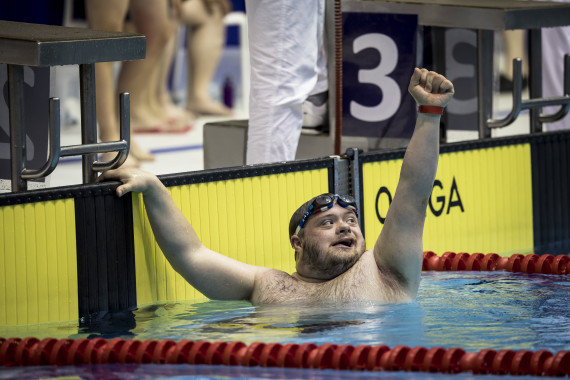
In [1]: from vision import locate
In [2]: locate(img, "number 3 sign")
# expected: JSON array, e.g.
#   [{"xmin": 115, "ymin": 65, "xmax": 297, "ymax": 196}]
[{"xmin": 342, "ymin": 13, "xmax": 418, "ymax": 138}]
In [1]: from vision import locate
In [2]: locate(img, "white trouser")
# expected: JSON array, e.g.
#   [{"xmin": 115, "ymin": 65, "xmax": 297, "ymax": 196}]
[
  {"xmin": 541, "ymin": 3, "xmax": 570, "ymax": 131},
  {"xmin": 245, "ymin": 0, "xmax": 327, "ymax": 164}
]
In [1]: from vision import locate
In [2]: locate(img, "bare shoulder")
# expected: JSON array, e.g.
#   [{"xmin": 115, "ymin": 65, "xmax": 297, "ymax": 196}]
[
  {"xmin": 251, "ymin": 268, "xmax": 309, "ymax": 305},
  {"xmin": 359, "ymin": 250, "xmax": 415, "ymax": 301}
]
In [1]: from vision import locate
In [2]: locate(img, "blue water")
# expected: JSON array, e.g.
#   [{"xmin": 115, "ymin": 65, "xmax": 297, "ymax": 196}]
[
  {"xmin": 2, "ymin": 271, "xmax": 568, "ymax": 353},
  {"xmin": 0, "ymin": 363, "xmax": 552, "ymax": 380}
]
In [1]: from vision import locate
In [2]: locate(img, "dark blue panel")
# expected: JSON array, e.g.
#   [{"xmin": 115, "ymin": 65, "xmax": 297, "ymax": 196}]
[
  {"xmin": 342, "ymin": 12, "xmax": 418, "ymax": 138},
  {"xmin": 1, "ymin": 0, "xmax": 64, "ymax": 25},
  {"xmin": 531, "ymin": 132, "xmax": 570, "ymax": 254}
]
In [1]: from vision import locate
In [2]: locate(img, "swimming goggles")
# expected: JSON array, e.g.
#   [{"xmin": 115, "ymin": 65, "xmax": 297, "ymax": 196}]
[{"xmin": 295, "ymin": 194, "xmax": 358, "ymax": 235}]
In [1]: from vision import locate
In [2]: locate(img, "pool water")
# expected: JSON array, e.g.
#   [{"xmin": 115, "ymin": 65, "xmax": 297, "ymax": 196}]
[
  {"xmin": 0, "ymin": 363, "xmax": 555, "ymax": 380},
  {"xmin": 1, "ymin": 271, "xmax": 568, "ymax": 354}
]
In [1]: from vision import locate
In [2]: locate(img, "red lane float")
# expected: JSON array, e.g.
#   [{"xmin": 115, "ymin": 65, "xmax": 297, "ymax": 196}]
[
  {"xmin": 1, "ymin": 337, "xmax": 569, "ymax": 377},
  {"xmin": 422, "ymin": 252, "xmax": 569, "ymax": 275}
]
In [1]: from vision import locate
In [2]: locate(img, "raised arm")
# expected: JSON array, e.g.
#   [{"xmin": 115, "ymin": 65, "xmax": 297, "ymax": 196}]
[
  {"xmin": 98, "ymin": 168, "xmax": 268, "ymax": 301},
  {"xmin": 373, "ymin": 68, "xmax": 454, "ymax": 298}
]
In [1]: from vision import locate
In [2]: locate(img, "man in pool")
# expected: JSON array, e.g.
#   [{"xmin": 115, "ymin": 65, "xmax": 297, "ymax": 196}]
[{"xmin": 99, "ymin": 68, "xmax": 454, "ymax": 305}]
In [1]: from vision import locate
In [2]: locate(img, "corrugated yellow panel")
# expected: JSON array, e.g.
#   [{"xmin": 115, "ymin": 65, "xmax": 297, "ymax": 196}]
[
  {"xmin": 268, "ymin": 174, "xmax": 282, "ymax": 270},
  {"xmin": 362, "ymin": 144, "xmax": 533, "ymax": 256},
  {"xmin": 177, "ymin": 185, "xmax": 192, "ymax": 300},
  {"xmin": 24, "ymin": 203, "xmax": 38, "ymax": 324},
  {"xmin": 216, "ymin": 182, "xmax": 229, "ymax": 263},
  {"xmin": 45, "ymin": 201, "xmax": 58, "ymax": 323},
  {"xmin": 34, "ymin": 202, "xmax": 48, "ymax": 323},
  {"xmin": 59, "ymin": 199, "xmax": 78, "ymax": 322},
  {"xmin": 132, "ymin": 193, "xmax": 151, "ymax": 303},
  {"xmin": 133, "ymin": 169, "xmax": 329, "ymax": 304},
  {"xmin": 14, "ymin": 204, "xmax": 27, "ymax": 324},
  {"xmin": 165, "ymin": 187, "xmax": 180, "ymax": 301},
  {"xmin": 224, "ymin": 180, "xmax": 239, "ymax": 267},
  {"xmin": 187, "ymin": 184, "xmax": 203, "ymax": 300},
  {"xmin": 362, "ymin": 158, "xmax": 402, "ymax": 251},
  {"xmin": 0, "ymin": 199, "xmax": 78, "ymax": 326},
  {"xmin": 234, "ymin": 179, "xmax": 247, "ymax": 265},
  {"xmin": 2, "ymin": 206, "xmax": 16, "ymax": 325}
]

**Exercise aim:** The answer should be one number, namely how many lines of the entries above include the string "pool".

**Response:** 2